OBJECTIVE
Put every line of the listing below into a JSON list of strings, with one string per line and blank lines omitted.

□ □ □

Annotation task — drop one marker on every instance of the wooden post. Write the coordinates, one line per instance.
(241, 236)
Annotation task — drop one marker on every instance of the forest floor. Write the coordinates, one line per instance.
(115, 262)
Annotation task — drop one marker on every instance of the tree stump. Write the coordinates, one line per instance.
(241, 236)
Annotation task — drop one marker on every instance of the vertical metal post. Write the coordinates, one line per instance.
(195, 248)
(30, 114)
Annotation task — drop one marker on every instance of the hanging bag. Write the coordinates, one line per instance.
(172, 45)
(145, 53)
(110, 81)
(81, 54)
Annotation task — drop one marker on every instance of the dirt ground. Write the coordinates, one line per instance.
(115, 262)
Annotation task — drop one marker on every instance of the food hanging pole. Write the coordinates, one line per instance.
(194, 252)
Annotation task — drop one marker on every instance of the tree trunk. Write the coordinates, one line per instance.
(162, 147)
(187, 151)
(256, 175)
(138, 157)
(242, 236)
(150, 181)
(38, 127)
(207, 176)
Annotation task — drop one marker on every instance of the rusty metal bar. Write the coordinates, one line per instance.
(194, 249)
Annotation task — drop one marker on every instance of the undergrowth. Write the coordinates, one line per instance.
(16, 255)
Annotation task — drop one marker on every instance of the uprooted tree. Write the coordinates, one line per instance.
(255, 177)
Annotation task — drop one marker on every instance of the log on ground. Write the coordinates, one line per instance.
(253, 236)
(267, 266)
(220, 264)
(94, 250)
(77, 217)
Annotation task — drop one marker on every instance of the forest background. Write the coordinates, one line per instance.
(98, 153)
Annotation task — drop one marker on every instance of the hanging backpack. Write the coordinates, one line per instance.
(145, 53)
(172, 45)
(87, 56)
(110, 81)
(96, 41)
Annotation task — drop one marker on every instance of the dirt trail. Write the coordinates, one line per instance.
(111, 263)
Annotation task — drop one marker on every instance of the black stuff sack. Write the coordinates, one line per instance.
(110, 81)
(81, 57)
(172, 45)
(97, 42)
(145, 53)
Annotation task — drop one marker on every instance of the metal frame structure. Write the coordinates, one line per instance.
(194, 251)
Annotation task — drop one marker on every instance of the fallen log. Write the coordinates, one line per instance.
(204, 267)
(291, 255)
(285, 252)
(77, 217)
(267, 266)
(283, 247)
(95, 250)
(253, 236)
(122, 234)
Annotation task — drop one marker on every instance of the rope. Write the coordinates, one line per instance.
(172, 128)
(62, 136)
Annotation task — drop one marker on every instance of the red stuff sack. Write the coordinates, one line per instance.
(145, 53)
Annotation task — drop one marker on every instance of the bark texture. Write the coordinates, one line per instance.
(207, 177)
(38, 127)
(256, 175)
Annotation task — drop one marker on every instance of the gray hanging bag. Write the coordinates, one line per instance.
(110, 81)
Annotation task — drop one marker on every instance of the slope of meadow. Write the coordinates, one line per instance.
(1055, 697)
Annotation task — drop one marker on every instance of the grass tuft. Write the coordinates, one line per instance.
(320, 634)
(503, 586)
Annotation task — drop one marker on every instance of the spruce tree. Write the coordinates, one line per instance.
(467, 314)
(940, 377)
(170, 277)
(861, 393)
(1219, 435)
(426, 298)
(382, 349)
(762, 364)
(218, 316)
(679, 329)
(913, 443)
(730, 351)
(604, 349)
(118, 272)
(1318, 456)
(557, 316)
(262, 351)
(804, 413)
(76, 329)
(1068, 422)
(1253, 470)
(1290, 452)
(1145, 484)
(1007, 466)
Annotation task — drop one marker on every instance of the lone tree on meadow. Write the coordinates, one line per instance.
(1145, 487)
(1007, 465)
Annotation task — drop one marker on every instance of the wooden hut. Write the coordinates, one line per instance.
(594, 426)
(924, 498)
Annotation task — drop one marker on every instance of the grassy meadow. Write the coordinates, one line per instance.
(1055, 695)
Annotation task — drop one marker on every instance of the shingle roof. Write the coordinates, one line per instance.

□ □ □

SOLUTION
[
  "Annotation task — drop one marker on every instance of the wooden post. Write the coordinates, one line per instance.",
  "(241, 236)",
  "Annotation task — drop one marker on every instance of the forest floor. Write the coordinates, one line per instance.",
  "(115, 262)",
  "Annotation task — drop one marker on every instance of the tree stump. Write the coordinates, one line per instance.",
  "(241, 236)",
  "Annotation task — drop one marker on every instance of the vertical metal post. Write the coordinates, one line per instance.",
  "(195, 248)",
  "(30, 114)",
  "Annotation task — drop one marker on every instance of the hanging bag. Write the coordinates, one line per instance.",
  "(172, 45)",
  "(145, 53)",
  "(110, 81)",
  "(81, 54)",
  "Annotation task — drop one marker on every instance of the dirt ground. Write the coordinates, one line per instance.",
  "(115, 262)",
  "Annotation task — drop one marker on every instance of the food hanging pole. Write the coordinates, one line per instance.",
  "(194, 252)",
  "Annotation task — drop one marker on every instance of the tree trunk. Write the coordinates, one line per instance.",
  "(162, 147)",
  "(187, 151)",
  "(256, 175)",
  "(138, 157)",
  "(242, 236)",
  "(150, 181)",
  "(38, 127)",
  "(207, 176)",
  "Annotation task — drop one marker on every instance of the rusty metal bar. Write the coordinates, one line per instance.",
  "(194, 249)",
  "Annotation task — drop one marker on every instance of the undergrowth. Write the coordinates, one line per instance.",
  "(16, 255)",
  "Annotation task — drop one marker on every instance of the uprooted tree. Write the coordinates, one line per instance.",
  "(255, 177)",
  "Annotation task — drop one marker on every instance of the log on ground. Write the coordinates, one line per instance.",
  "(253, 236)",
  "(267, 266)",
  "(220, 264)",
  "(94, 250)",
  "(77, 217)",
  "Annotation task — drop one marker on every instance of the forest background. Write the coordinates, one line per instance.",
  "(98, 153)",
  "Annotation task — drop one marker on every instance of the hanging backpack. Write the coordinates, one line per instance.",
  "(145, 53)",
  "(172, 45)",
  "(87, 56)",
  "(110, 81)",
  "(96, 41)",
  "Annotation task — drop one marker on every instance of the dirt trail. Write the coordinates, one line per instance.",
  "(111, 263)",
  "Annotation task — drop one marker on every instance of the black stuff sack. Write the coordinates, one line per instance.",
  "(110, 81)",
  "(81, 57)",
  "(172, 45)",
  "(97, 42)",
  "(145, 53)",
  "Annotation task — drop one marker on every instance of the metal frame structure. Write the coordinates, one line per instance.",
  "(194, 251)",
  "Annotation task — drop one marker on every instance of the fallen log. Write the coordinates, one line per instance.",
  "(204, 267)",
  "(291, 255)",
  "(285, 252)",
  "(77, 217)",
  "(267, 266)",
  "(283, 247)",
  "(95, 250)",
  "(253, 236)",
  "(122, 234)",
  "Annotation task — drop one marker on every instance of the rope. Write the coordinates, one line per instance.",
  "(172, 128)",
  "(62, 136)",
  "Annotation task — drop one marker on every instance of the red stuff sack. Write the coordinates, one line per instance.",
  "(145, 53)",
  "Annotation task — drop one marker on every instance of the bark texture. Write the coordinates, one line per instance.",
  "(207, 177)",
  "(38, 127)",
  "(256, 175)",
  "Annotation task — drop one marker on every instance of the gray hanging bag. Write the coordinates, one line per instance.",
  "(110, 81)",
  "Annotation task — drop one marker on every instance of the slope of meadow. Write the coordinates, one line per instance.",
  "(1055, 697)",
  "Annotation task — drop one marker on every instance of the grass tuft. Write the coordinates, one line per instance.",
  "(320, 634)",
  "(503, 586)",
  "Annotation task — drop one marker on every instance of the spruce tree. Write the coordinates, one line per instance.",
  "(467, 314)",
  "(940, 377)",
  "(170, 277)",
  "(861, 393)",
  "(1219, 435)",
  "(426, 298)",
  "(382, 349)",
  "(762, 364)",
  "(218, 316)",
  "(679, 329)",
  "(913, 443)",
  "(730, 351)",
  "(604, 349)",
  "(118, 272)",
  "(1318, 456)",
  "(557, 316)",
  "(262, 351)",
  "(804, 413)",
  "(76, 329)",
  "(1068, 422)",
  "(1253, 470)",
  "(1290, 452)",
  "(1145, 484)",
  "(1007, 466)",
  "Annotation task — drop one marker on every instance of the lone tree on meadow. Write the coordinates, one line per instance.",
  "(1145, 487)",
  "(1007, 465)",
  "Annotation task — drop one marker on every instance of the wooden hut. Write the coordinates, one line per instance.",
  "(594, 426)",
  "(924, 498)",
  "Annotation task — drop one marker on every instance of the grassy meadow. Write the coordinates, one line per instance.",
  "(1055, 695)",
  "Annotation task — drop one marker on every instance of the shingle roof. Write the coordinates, one line per instance."
]